Your objective:
Each record must appear in your answer exactly as it does below.

Working data:
##############################
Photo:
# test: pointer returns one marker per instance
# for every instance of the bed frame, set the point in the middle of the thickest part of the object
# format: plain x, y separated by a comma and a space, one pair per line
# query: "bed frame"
##############################
Expected output:
Photo:
# test: pointer returns one marker per instance
# for every instance of the bed frame, set the point in the middle of the thickest part of the object
# format: plain x, y separated by a comma and a space, one pair per line
# query: "bed frame"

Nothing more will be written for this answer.